Exercise: Print out all the records, word for word.

Dataset content:
◇ ◇ ◇ ◇

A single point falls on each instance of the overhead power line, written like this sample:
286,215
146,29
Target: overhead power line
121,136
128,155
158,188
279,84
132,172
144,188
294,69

◇ ◇ ◇ ◇

Solution:
A single point falls on each instance of the overhead power line, written like this sample:
286,215
146,29
Target: overhead power line
121,136
128,155
158,188
279,84
132,172
144,188
294,69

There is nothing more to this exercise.